**What needs to be done:**
Write out the stretch from the line containing "of the paved" through the end of the rows below as a JSON list of strings, one string per line, omitting blank lines.

Provided entries start

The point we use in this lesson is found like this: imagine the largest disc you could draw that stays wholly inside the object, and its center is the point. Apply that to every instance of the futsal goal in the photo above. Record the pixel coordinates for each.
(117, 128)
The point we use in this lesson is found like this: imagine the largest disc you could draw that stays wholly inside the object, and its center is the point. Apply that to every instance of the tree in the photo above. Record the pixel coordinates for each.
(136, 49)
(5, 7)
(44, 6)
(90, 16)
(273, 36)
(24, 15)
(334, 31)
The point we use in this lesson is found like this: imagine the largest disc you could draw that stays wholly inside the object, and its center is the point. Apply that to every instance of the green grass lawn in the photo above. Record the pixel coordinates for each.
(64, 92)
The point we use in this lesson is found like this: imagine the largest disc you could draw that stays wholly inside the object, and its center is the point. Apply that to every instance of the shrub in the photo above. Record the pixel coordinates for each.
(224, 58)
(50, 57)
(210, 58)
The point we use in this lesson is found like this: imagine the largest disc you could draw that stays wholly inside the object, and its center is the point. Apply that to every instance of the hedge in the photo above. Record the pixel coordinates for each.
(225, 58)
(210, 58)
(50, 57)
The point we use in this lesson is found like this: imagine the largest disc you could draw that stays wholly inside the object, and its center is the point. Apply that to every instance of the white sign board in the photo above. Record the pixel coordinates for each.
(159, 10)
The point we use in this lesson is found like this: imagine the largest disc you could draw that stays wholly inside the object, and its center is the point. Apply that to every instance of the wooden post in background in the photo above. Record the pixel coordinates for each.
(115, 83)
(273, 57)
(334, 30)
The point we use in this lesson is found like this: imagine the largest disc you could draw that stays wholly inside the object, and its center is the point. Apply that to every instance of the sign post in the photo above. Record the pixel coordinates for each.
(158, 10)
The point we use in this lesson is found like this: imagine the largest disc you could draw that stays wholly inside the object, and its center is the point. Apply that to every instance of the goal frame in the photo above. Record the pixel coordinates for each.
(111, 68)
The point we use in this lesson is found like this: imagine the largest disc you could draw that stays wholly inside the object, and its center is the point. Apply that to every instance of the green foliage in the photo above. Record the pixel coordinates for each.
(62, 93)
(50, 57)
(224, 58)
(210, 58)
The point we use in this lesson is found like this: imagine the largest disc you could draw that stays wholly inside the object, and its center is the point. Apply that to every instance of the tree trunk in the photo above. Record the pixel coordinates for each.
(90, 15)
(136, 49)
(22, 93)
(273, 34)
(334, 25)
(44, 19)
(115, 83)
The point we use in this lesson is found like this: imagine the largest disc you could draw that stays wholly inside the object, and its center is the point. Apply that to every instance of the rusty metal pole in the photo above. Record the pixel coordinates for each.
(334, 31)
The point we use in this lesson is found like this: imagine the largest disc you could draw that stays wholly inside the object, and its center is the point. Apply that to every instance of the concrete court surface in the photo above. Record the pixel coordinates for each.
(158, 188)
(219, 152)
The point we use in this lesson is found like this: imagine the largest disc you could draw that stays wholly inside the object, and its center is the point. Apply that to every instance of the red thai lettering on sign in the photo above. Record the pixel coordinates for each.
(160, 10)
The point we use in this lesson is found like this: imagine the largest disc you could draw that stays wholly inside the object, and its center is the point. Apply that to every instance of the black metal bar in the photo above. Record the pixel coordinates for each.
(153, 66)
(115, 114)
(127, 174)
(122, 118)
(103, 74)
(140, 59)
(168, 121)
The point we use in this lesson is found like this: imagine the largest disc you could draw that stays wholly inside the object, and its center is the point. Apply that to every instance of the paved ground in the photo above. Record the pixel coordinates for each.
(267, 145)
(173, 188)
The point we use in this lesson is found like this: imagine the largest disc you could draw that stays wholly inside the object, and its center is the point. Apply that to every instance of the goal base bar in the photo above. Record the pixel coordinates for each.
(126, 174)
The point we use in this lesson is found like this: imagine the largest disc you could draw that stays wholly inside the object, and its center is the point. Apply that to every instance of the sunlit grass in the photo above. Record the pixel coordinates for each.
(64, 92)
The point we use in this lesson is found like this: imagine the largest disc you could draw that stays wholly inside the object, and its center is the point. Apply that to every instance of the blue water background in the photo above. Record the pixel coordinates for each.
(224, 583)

Provided entries end

**Full response:**
[
  "The point we use in this lesson is found like this: imagine the largest disc you could draw that stays wholly inside the object, and its center is the point. Apply that to every instance of the paved ground in the photo above. Record the pixel coordinates for each.",
  "(267, 145)",
  "(173, 188)",
  "The point we use in this lesson is found like this: imagine the largest disc you could draw that stays wholly inside the object, and its center is the point. Apply that to every instance of the goal base bar in the photo above. Record the pixel coordinates for each.",
  "(126, 174)",
  "The point we use in this lesson is found like this: imagine the largest disc you could draw that stays wholly inside the object, and its center is the point. Apply that to every instance of the sunlit grass in the photo above. Record the pixel coordinates for each.",
  "(64, 92)",
  "The point we use in this lesson is found like this: imagine the largest disc you could draw that stays wholly inside the object, and its center is the point. Apply that to every instance of the blue water background in the photo above. Record the pixel coordinates for each.",
  "(224, 583)"
]